◆ **Brano fornito**:
★ ★ ★ ★

L’esempio spagnolo

Il risultato delle elezioni spagnole  di domenica sera ha suonato la fine del sistema bipartitico che aveva strutturato la politica del Paese dopo la scomparsa del Caudillo. 


Il partito popolare e il partito socialista, che ancora si chiama operaio, i due partiti che si sono alternati  alla guida del paese da metà degli anni 70, sono stati sconfitti dalle urne ed alla fine hanno perso una media di oltre 20 punti percentuali a testa, cosa che, evidentemente, non lascia possibilità alcuna di un governo monocolore che a questo punto potrebbe risultare soltanto dall’accordo di una coalizione che si formerebbe contro natura, proprio tra  socialisti e popolari, mentre i due nuovi partiti  Podemos, spostato su posizioni di sinistra, e Ciudadanos, di formazione centrista e liberale, hanno dichiarato già da ora di non essere disponibili ad alcun accordo.

Resterebbe aperto un eventuale accordo  tra partito socialista e Podemos, con grande scorno di Rajoy, accordo che implicherebbe però il riposizionamento obbligato dei socialisti su versanti  più estremisti, primo fra tutti il rapporto con le istituzioni di Bruxelles. 


Ma se parliamo di elezioni spagnole non lo facciamo solo per l’informazione spicciola, ma perché la sconfitta dei due partiti tradizionali, pur rappresentando una sintomatologia esclusivamente interna che  stravolge il panorama politico spagnolo, nello stesso tempo può indicare la fine della stagione bipolare della rappresentanza politica – quel bipolarismo incompiuto in italia, tanto ricercato per tantissimi anni ed ora auspicato da riforme poco condivise che implicherebbero pure una radicale riforma della Carta costituzionale –  e la richiesta a gran voce di un rinnovo della classe  dirigente, del cambio obbligato dei rapporti di forza esistenti  e dello svecchiamento  del personale in servizio permanente effettivo.

Alberto Rivera, 35 anni,  e Pablo Iglesias, 37, capi di  Ciudadanos e di Podemos, partiti emergenti in Spagna, ne sono la prova lampante.

Il futuro ci dirà ora se le loro idee sono effettivamente nuove e giovani. Devo però ricordare quello che  faceva dire Corneille al Cid compeador : ” il valore non coincide con il numero di anni. “

Si apre a questo punto l’antico problema  del persistere di ultra settantenni nelle sfere delle istituzioni e ben saldi nella detenzione del potere.

Oggi, estasiati ma vittime di una sindrome di demagogia “giovanilista”, i media in Spagna hanno preso spunto dall’affermazione dei giovani leader non solo per auspicare una nuova stagione, ma per stigmatizzare la gerontocrazia politica e denunziare il permanere di vecchie cariatidi nei gangli del potere.

★ ★ ★ ★

Estratti del dataset:
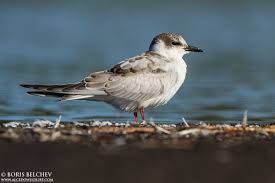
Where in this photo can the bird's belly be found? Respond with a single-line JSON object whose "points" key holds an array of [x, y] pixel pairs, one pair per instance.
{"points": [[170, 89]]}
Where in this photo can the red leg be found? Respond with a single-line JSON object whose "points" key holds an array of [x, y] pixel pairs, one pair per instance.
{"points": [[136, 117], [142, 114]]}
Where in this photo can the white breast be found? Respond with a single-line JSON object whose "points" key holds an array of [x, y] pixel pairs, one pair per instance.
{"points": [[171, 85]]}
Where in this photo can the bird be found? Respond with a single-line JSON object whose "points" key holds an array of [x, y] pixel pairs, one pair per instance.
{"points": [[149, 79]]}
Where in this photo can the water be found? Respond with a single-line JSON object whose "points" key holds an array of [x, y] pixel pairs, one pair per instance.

★ ★ ★ ★

◆ **Compito da svolgere**: Elenca tutti i partiti politici nominati nel brano sulle elezioni spagnole. I record provengono da un'altra fonte rispetto al brano.

◆ **Esito dell'esercizio**: Partito popolare, partito socialista, Podemos, Ciudadanos